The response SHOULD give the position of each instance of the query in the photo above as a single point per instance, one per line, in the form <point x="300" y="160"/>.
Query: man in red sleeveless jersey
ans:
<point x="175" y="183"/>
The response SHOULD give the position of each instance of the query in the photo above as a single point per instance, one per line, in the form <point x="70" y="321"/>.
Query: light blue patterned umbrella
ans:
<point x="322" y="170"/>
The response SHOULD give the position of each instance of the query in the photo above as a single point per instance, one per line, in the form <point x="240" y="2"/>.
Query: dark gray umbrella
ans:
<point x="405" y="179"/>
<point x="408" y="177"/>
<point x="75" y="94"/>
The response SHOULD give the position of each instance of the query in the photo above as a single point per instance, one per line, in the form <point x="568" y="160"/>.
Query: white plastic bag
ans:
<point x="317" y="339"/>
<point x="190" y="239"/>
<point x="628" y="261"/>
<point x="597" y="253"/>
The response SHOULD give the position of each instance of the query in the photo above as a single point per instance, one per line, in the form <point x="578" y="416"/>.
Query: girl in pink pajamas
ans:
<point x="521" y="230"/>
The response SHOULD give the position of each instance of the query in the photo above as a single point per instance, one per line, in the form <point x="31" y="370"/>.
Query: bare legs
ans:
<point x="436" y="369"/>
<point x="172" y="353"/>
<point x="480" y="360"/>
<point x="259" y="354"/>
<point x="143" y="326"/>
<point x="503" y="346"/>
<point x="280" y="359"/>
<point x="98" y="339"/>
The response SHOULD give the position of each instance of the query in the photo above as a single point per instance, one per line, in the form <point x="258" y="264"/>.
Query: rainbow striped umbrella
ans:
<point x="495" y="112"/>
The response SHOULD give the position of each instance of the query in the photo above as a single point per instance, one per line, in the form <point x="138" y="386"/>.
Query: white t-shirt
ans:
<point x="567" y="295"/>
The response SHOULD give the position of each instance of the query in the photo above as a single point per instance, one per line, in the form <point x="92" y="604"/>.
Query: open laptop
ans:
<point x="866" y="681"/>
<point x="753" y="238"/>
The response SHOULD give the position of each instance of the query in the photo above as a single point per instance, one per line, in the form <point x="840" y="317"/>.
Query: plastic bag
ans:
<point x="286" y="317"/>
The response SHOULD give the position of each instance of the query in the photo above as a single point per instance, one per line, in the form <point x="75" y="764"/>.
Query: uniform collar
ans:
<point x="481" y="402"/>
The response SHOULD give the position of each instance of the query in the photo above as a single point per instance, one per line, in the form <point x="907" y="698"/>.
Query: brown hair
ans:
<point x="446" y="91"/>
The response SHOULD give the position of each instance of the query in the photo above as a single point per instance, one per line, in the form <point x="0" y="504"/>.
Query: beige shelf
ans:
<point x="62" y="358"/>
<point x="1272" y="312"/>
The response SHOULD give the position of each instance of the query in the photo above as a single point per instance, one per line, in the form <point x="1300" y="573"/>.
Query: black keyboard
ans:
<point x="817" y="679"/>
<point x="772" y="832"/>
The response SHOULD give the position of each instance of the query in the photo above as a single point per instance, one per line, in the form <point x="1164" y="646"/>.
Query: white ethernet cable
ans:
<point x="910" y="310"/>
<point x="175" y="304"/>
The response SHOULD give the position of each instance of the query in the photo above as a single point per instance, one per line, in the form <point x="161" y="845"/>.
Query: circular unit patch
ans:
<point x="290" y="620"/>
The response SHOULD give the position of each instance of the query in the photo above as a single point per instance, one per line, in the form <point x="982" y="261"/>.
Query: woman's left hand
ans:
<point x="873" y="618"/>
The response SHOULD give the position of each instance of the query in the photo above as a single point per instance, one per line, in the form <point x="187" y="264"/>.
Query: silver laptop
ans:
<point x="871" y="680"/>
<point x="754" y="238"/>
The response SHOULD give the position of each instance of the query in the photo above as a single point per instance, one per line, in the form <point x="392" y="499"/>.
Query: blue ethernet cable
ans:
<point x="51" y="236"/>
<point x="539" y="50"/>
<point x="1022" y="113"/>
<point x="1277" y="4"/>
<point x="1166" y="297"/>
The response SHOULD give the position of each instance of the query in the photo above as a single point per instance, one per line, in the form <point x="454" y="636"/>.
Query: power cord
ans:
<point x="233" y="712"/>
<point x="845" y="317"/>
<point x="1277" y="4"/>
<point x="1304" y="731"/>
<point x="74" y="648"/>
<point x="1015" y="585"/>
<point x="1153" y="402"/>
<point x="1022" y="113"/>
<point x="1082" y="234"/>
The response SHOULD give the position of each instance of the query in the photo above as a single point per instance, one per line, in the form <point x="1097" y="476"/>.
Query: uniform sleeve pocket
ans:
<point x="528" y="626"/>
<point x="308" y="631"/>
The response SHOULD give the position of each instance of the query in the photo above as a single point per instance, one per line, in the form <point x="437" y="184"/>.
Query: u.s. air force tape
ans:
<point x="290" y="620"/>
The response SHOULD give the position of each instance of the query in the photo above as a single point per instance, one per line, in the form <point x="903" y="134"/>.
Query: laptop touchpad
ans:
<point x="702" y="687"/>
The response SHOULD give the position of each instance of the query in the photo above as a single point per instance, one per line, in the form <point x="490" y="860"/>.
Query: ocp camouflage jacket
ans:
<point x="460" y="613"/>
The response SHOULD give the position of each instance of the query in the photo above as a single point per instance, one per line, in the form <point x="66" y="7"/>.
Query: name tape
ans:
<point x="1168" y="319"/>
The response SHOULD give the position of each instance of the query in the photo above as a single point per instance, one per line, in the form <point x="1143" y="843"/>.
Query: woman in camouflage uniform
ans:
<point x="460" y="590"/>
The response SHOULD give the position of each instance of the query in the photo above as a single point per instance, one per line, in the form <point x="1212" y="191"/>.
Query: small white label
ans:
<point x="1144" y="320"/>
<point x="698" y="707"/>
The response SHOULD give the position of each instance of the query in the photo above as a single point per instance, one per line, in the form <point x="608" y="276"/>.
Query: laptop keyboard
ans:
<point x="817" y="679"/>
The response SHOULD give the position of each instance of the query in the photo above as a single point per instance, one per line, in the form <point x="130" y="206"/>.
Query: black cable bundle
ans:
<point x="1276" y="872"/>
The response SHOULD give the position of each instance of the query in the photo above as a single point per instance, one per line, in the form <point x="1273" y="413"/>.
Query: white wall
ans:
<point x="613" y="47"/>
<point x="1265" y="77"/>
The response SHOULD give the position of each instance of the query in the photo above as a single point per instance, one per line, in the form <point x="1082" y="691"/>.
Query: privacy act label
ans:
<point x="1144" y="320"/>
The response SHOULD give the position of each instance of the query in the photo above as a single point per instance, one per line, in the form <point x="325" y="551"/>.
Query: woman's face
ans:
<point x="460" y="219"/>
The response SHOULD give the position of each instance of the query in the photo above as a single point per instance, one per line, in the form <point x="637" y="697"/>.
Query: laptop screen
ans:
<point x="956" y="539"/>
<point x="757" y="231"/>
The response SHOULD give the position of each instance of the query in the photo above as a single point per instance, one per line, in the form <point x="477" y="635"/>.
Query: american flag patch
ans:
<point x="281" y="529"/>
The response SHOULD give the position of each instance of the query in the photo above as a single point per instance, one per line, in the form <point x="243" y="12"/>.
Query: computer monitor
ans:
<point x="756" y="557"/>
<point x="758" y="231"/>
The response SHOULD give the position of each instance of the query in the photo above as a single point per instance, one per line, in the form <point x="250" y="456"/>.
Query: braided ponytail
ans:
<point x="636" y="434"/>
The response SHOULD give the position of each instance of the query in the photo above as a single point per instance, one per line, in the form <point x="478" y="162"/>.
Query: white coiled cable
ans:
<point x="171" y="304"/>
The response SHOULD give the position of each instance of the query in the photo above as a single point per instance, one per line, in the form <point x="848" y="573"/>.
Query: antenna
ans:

**PROBLEM REQUIREMENTS:**
Please report how many lines of the material above contain the string "blue", with no other words.

**ANSWER SPACE:**
2